DATA TO USE |
******

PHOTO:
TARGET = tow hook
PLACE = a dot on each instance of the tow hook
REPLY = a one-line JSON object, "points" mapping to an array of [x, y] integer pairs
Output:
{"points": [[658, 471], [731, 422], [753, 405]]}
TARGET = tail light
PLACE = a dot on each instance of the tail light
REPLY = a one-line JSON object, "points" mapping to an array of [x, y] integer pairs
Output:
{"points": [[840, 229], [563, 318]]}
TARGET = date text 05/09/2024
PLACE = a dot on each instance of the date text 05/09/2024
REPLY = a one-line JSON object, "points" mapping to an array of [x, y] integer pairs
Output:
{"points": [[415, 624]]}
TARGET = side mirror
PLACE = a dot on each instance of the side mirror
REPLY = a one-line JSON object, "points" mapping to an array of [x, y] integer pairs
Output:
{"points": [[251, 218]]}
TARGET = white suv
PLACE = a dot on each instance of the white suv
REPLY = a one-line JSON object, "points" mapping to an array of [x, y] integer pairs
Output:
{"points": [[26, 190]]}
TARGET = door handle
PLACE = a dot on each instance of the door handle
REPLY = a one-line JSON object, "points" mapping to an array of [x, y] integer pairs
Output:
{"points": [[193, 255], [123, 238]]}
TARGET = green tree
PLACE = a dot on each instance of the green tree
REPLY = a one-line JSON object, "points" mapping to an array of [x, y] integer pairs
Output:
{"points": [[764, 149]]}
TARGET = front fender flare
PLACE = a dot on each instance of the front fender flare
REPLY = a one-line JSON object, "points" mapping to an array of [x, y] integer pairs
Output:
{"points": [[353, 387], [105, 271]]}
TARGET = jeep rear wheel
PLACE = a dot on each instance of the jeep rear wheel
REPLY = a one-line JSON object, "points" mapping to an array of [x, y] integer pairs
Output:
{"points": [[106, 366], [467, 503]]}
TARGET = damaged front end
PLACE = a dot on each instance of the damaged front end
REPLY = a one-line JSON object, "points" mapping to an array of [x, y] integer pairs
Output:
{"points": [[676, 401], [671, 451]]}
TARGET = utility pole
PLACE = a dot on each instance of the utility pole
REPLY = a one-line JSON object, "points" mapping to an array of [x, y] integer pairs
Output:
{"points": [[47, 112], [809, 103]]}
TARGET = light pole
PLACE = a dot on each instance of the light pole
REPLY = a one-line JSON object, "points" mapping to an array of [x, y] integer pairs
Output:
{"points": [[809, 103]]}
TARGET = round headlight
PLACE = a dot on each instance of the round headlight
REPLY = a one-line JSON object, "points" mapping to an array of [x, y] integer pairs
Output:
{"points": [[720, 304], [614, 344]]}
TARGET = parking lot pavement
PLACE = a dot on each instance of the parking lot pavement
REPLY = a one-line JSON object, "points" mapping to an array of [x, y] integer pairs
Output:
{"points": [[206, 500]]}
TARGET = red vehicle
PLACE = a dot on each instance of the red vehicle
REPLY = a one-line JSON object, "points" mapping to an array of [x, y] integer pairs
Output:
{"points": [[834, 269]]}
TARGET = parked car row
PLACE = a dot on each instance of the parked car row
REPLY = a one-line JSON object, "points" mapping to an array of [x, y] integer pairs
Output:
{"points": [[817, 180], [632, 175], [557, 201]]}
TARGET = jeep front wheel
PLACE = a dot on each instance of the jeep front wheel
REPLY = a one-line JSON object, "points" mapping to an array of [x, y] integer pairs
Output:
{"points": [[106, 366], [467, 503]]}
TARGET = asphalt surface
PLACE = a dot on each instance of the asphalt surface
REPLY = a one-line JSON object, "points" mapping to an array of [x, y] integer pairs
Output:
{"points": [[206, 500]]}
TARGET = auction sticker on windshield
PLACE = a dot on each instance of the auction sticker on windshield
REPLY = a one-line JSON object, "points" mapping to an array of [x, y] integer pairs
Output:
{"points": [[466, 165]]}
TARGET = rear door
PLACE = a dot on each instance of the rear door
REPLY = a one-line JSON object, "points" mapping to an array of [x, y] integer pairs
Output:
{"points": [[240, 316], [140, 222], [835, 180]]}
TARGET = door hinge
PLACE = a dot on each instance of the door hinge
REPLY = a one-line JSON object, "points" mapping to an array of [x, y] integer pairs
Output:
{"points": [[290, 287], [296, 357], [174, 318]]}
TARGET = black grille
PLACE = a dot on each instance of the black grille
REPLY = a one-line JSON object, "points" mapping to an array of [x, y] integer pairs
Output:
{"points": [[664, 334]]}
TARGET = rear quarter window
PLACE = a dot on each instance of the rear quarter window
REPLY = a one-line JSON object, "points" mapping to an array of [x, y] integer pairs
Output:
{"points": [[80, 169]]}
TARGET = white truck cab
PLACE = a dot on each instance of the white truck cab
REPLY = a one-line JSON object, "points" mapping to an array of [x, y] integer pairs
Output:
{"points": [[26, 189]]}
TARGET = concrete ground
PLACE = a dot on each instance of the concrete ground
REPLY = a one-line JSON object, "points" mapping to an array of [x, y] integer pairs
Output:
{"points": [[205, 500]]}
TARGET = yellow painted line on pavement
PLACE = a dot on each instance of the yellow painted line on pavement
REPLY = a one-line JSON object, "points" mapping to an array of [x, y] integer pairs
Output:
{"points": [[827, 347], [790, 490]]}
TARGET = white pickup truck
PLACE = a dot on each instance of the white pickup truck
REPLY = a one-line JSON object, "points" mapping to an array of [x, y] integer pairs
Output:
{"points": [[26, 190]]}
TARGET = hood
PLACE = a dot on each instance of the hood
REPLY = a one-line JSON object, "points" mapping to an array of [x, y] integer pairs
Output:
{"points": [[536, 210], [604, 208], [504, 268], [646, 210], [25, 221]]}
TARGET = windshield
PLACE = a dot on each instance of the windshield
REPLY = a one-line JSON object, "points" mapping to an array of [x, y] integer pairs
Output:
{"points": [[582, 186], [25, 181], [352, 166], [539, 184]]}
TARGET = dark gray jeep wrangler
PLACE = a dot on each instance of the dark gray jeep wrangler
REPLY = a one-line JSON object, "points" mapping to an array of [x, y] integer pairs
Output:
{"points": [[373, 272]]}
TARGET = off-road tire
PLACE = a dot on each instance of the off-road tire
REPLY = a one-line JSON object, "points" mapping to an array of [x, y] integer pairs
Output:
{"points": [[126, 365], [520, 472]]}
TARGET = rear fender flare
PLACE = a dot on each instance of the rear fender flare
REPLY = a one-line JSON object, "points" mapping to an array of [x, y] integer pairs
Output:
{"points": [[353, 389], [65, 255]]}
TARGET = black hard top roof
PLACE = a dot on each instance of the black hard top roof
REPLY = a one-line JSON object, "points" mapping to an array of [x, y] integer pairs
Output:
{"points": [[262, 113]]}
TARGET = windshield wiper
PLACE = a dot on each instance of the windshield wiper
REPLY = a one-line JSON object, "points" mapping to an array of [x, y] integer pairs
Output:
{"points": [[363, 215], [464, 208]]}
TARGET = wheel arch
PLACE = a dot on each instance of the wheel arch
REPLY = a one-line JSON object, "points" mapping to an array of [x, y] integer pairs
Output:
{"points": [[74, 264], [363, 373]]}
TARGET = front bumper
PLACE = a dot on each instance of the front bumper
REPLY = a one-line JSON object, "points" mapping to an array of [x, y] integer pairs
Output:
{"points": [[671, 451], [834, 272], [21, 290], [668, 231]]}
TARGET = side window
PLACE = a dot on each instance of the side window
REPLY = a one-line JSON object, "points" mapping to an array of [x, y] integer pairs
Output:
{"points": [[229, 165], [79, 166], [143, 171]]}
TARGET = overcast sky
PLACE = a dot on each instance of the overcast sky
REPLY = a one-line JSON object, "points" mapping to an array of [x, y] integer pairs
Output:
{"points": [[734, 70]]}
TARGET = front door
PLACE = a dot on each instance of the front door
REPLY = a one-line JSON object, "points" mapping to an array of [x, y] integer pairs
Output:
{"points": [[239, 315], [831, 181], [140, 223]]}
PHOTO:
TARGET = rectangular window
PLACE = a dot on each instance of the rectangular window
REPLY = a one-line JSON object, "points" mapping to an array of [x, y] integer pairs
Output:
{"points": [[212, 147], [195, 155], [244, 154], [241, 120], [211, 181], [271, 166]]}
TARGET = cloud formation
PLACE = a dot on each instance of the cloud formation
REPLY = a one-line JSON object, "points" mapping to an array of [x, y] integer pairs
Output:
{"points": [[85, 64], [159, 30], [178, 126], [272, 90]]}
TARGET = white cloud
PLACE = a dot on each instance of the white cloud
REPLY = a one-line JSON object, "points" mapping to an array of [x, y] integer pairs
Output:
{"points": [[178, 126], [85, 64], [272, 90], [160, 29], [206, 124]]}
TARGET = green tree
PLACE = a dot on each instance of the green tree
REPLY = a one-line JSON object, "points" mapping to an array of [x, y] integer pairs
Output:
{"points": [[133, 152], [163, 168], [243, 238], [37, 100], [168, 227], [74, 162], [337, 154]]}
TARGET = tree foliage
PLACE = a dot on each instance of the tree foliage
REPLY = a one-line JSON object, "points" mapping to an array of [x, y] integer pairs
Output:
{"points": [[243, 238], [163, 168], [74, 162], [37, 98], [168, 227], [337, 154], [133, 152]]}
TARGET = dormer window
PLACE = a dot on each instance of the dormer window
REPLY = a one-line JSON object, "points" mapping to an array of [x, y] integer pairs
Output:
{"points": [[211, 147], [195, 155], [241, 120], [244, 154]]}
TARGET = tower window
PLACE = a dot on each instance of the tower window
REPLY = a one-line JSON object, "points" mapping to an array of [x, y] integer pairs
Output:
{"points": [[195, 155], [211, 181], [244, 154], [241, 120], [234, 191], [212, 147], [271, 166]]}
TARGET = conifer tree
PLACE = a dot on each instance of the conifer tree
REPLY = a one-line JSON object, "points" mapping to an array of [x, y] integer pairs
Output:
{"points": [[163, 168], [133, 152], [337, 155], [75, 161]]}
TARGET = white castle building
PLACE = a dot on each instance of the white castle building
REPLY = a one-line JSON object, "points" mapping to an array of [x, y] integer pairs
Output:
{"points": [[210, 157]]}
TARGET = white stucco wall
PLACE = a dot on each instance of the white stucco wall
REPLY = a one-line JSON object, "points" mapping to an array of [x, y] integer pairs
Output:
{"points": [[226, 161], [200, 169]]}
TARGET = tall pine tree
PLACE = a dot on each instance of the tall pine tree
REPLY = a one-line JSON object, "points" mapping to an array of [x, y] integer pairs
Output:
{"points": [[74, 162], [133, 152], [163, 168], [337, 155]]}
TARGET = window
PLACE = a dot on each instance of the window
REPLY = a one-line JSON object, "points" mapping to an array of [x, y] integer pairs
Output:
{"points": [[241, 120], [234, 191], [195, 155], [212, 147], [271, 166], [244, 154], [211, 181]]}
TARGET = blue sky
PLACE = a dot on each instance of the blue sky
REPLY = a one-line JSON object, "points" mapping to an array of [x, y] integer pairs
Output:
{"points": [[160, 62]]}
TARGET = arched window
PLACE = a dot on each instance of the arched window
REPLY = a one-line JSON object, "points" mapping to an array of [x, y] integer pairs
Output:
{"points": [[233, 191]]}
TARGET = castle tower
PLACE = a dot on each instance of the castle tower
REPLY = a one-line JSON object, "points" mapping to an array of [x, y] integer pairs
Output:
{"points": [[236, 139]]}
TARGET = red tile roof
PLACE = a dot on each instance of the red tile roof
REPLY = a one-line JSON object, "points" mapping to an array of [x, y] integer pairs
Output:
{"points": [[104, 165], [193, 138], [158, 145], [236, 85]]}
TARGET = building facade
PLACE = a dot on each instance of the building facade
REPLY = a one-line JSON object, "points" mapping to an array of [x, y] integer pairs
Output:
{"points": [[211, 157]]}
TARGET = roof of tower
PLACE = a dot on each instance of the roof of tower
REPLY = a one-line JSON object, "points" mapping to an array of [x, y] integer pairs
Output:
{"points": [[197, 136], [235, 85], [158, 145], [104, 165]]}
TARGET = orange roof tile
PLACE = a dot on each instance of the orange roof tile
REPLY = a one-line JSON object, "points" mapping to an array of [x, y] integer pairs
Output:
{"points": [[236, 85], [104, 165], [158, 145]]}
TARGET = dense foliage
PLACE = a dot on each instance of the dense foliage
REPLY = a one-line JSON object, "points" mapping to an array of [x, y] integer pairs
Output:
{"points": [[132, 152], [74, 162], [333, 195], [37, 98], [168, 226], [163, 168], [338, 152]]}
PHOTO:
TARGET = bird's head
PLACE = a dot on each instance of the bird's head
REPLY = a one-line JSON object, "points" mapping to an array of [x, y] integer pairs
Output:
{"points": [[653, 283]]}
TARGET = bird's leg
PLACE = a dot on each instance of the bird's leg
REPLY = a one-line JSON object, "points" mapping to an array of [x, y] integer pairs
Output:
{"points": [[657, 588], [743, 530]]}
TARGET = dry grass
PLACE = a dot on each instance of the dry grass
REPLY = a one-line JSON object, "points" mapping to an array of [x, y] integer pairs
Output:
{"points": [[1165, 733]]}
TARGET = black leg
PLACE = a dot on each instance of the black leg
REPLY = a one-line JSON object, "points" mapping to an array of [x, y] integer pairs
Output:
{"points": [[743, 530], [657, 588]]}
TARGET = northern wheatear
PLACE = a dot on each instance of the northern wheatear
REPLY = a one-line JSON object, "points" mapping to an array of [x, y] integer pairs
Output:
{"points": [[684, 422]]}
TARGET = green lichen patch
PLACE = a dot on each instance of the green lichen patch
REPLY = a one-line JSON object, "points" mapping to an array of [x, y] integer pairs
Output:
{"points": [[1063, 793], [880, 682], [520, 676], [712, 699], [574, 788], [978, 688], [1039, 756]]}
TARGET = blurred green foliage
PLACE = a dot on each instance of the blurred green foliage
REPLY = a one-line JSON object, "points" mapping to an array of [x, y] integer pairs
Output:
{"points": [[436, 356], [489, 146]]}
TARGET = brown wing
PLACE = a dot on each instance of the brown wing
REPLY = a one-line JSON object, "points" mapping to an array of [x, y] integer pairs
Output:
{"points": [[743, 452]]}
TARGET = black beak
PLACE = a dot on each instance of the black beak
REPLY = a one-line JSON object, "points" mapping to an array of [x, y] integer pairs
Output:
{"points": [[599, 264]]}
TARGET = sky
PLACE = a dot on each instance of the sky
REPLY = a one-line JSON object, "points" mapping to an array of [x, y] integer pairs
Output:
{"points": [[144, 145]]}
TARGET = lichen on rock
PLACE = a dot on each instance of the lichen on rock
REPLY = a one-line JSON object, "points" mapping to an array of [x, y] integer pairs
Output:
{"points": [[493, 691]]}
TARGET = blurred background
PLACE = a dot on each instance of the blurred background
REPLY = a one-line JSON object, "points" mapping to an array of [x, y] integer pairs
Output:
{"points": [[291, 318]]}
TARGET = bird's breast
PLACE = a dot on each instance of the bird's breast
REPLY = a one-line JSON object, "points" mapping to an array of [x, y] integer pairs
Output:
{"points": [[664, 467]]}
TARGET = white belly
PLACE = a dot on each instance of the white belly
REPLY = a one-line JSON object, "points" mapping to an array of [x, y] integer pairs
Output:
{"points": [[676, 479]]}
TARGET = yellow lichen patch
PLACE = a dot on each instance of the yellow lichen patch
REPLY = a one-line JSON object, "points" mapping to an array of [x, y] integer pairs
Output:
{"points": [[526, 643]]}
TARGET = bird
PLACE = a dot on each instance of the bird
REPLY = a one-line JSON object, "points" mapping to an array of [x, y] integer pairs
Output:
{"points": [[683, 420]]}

******

Reproduce verbatim the lines of the records beginning with the line that contains "TARGET = sky" and continuing through the last line of the records.

TARGET = sky
PLACE = a dot on each instance of the sky
REPLY = a one-line JSON object, "points" mapping to an array of [x, y] integer pairs
Output:
{"points": [[144, 145]]}
TARGET = lichen on rock
PLACE = a dot on each instance of the lichen on rock
REPLY = a one-line JSON object, "points" mapping to an array of [x, y] integer pairs
Output:
{"points": [[493, 691]]}
TARGET = blurred background
PLACE = a dot on each instance of the blurred background
REPLY = a one-line JSON object, "points" mapping to an array of [x, y] integer pairs
Output:
{"points": [[291, 318]]}
TARGET = bird's breast
PLACE = a dot on each instance of the bird's breast
REPLY = a one-line JSON object, "points" mapping to an array of [x, y] integer pairs
Output:
{"points": [[664, 467]]}
TARGET = white belly
PLACE = a dot on each instance of the white belly
REPLY = a one-line JSON object, "points" mapping to an array of [x, y] integer pairs
Output:
{"points": [[676, 479]]}
TARGET = yellow lichen patch
PLACE = a dot on each instance of the yellow lichen patch
REPLY = a one-line JSON object, "points" mapping to an array of [x, y] integer pairs
Output:
{"points": [[526, 643]]}
TARGET = bird
PLACE = a dot on each instance of the bird
REPLY = a one-line JSON object, "points" mapping to an array of [x, y] integer pairs
Output:
{"points": [[683, 420]]}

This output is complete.